Please arrange every line of the material below as a Markdown table with the columns "Row" and "Line", numbering the rows and leaving out blank lines.

[Excerpts from location labeling data]
▼

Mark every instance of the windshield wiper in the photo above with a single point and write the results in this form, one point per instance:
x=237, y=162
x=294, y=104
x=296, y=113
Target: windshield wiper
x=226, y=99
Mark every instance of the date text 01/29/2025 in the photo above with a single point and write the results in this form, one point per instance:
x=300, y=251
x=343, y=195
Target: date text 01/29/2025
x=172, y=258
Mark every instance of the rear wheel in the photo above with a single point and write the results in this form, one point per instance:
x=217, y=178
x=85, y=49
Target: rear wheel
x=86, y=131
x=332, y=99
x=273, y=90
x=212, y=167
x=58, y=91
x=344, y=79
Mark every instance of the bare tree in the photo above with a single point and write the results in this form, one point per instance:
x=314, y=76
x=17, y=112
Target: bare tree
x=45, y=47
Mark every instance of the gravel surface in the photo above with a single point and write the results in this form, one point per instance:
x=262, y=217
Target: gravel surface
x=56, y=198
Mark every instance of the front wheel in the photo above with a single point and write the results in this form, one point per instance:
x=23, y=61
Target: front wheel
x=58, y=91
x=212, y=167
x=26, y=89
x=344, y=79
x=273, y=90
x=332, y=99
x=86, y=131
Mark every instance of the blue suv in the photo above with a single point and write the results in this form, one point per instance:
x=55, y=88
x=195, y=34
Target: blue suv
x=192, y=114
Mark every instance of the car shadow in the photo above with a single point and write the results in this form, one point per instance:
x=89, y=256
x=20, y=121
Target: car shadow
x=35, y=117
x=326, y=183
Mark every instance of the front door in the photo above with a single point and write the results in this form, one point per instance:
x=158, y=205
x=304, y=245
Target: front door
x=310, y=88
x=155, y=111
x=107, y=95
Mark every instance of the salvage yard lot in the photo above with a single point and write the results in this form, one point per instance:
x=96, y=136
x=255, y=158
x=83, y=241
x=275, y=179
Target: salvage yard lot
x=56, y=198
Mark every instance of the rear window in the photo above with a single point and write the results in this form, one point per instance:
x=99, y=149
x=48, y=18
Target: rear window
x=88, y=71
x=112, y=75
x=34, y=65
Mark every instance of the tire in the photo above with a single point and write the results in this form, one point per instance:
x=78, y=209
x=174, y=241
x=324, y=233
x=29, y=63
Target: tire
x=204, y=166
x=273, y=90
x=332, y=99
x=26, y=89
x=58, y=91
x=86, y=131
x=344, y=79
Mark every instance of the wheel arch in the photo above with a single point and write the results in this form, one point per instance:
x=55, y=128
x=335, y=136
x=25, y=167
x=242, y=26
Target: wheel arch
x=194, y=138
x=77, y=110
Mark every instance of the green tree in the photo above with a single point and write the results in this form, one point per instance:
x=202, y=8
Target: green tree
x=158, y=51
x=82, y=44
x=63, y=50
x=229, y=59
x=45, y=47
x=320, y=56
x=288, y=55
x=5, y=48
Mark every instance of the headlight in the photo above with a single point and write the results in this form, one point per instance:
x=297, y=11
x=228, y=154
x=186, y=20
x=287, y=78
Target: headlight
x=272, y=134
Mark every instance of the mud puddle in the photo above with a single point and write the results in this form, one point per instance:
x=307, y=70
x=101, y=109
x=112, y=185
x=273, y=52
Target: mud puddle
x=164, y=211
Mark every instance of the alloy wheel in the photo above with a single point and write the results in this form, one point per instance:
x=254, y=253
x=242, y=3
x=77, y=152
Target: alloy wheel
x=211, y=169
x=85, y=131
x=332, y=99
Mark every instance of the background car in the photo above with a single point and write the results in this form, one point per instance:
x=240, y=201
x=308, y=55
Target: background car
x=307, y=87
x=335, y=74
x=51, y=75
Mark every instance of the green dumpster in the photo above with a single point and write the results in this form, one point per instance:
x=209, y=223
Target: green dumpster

▲

= RESPONSE TO THE EXERCISE =
| Row | Line |
|---|---|
| 1 | Mark every instance of the windshield wiper in the photo above with a single point and write the results in this form, one point per instance: |
| 2 | x=237, y=162 |
| 3 | x=294, y=104 |
| 4 | x=296, y=113 |
| 5 | Target: windshield wiper |
| 6 | x=226, y=99 |
| 7 | Mark every instance of the date text 01/29/2025 in the photo above with a single point and write the results in this form, one point per instance: |
| 8 | x=300, y=251 |
| 9 | x=343, y=195 |
| 10 | Target: date text 01/29/2025 |
| 11 | x=172, y=258 |
| 12 | Mark every instance of the rear wheel in the photo above with a single point and write the results in this form, one point per instance: |
| 13 | x=217, y=178 |
| 14 | x=85, y=49 |
| 15 | Target: rear wheel |
| 16 | x=86, y=131 |
| 17 | x=332, y=99 |
| 18 | x=273, y=90 |
| 19 | x=212, y=167 |
| 20 | x=58, y=91 |
| 21 | x=344, y=79 |
| 22 | Mark every instance of the bare tree in the photo above with a single point and write the results in this form, one point per instance: |
| 23 | x=314, y=76 |
| 24 | x=17, y=112 |
| 25 | Target: bare tree |
| 26 | x=45, y=47 |
| 27 | Mark every instance of the gravel surface in the photo above with a single point and write the results in this form, one point per instance: |
| 28 | x=262, y=217 |
| 29 | Target: gravel surface |
| 30 | x=56, y=198 |
| 31 | Mark every instance of the front wheel in the photo above with a single point and write the results in this form, one point per instance: |
| 32 | x=23, y=61 |
| 33 | Target: front wheel |
| 34 | x=58, y=91 |
| 35 | x=212, y=167 |
| 36 | x=26, y=89 |
| 37 | x=344, y=79 |
| 38 | x=273, y=90 |
| 39 | x=332, y=99 |
| 40 | x=86, y=131 |
| 41 | Mark every instance of the blue suv in the photo above with a single point and write the results in this form, one point per instance: |
| 42 | x=55, y=88 |
| 43 | x=195, y=34 |
| 44 | Target: blue suv |
| 45 | x=192, y=114 |
| 46 | Mark every instance of the car shadow in the photo above with a single point and write the results in this form, one point per instance: |
| 47 | x=89, y=256 |
| 48 | x=20, y=121 |
| 49 | Target: car shadow |
| 50 | x=35, y=117 |
| 51 | x=326, y=183 |
| 52 | Mark every instance of the front door in the photo above with a single point and write the results in this form, one point per instance: |
| 53 | x=158, y=205 |
| 54 | x=304, y=245 |
| 55 | Target: front door |
| 56 | x=310, y=88 |
| 57 | x=155, y=111 |
| 58 | x=107, y=95 |
| 59 | Mark every instance of the salvage yard lot in the photo above with a single point and write the results in this form, one point per instance: |
| 60 | x=96, y=136 |
| 61 | x=255, y=158 |
| 62 | x=83, y=241 |
| 63 | x=275, y=179 |
| 64 | Target: salvage yard lot |
| 65 | x=56, y=198 |
| 66 | Mark every instance of the rear window in the photo above with a single point and write the results in this form, one point per instance: |
| 67 | x=99, y=149 |
| 68 | x=48, y=18 |
| 69 | Target: rear window |
| 70 | x=88, y=71 |
| 71 | x=112, y=75 |
| 72 | x=34, y=65 |
| 73 | Mark every instance of the tire in the photo above with a single point and write the results in this form, one point per instance: |
| 74 | x=78, y=209 |
| 75 | x=174, y=241 |
| 76 | x=324, y=233 |
| 77 | x=29, y=63 |
| 78 | Target: tire |
| 79 | x=204, y=166 |
| 80 | x=273, y=90 |
| 81 | x=332, y=99 |
| 82 | x=26, y=89 |
| 83 | x=58, y=91 |
| 84 | x=86, y=131 |
| 85 | x=344, y=79 |
| 86 | Mark every instance of the wheel arch in the photo above with a single point and write the results in this form, one point per instance: |
| 87 | x=55, y=128 |
| 88 | x=335, y=136 |
| 89 | x=25, y=167 |
| 90 | x=242, y=26 |
| 91 | Target: wheel arch |
| 92 | x=194, y=138 |
| 93 | x=77, y=110 |
| 94 | Mark every instance of the green tree in the photo above with a single point and write the results in this form, one point per instance: |
| 95 | x=202, y=8 |
| 96 | Target: green tree |
| 97 | x=158, y=51 |
| 98 | x=82, y=44 |
| 99 | x=63, y=50 |
| 100 | x=229, y=59 |
| 101 | x=45, y=47 |
| 102 | x=320, y=56 |
| 103 | x=288, y=55 |
| 104 | x=5, y=48 |
| 105 | Mark every instance of the headlight in the photo above with a single point and write the results in this form, one point per instance: |
| 106 | x=297, y=11 |
| 107 | x=228, y=154 |
| 108 | x=186, y=20 |
| 109 | x=287, y=78 |
| 110 | Target: headlight |
| 111 | x=272, y=134 |
| 112 | Mark every instance of the mud puddle in the photo above with a single point and write the results in this form, one point per instance: |
| 113 | x=307, y=70 |
| 114 | x=101, y=109 |
| 115 | x=112, y=185 |
| 116 | x=273, y=52 |
| 117 | Target: mud puddle |
| 118 | x=164, y=211 |
| 119 | Mark every instance of the alloy wheel in the photo above with a single point and write the results in this form, one point per instance: |
| 120 | x=254, y=253 |
| 121 | x=242, y=3 |
| 122 | x=77, y=152 |
| 123 | Target: alloy wheel |
| 124 | x=211, y=169 |
| 125 | x=85, y=131 |
| 126 | x=332, y=99 |
| 127 | Mark every instance of the background car in the photo above with a single point and write the results in this form, one point per instance: |
| 128 | x=240, y=201 |
| 129 | x=308, y=55 |
| 130 | Target: background car |
| 131 | x=307, y=87 |
| 132 | x=335, y=74 |
| 133 | x=51, y=75 |
| 134 | Mark every instance of the green dumpster in the photo above with a single point and write the results in this form, one point per instance: |
| 135 | x=209, y=223 |
| 136 | Target: green dumpster |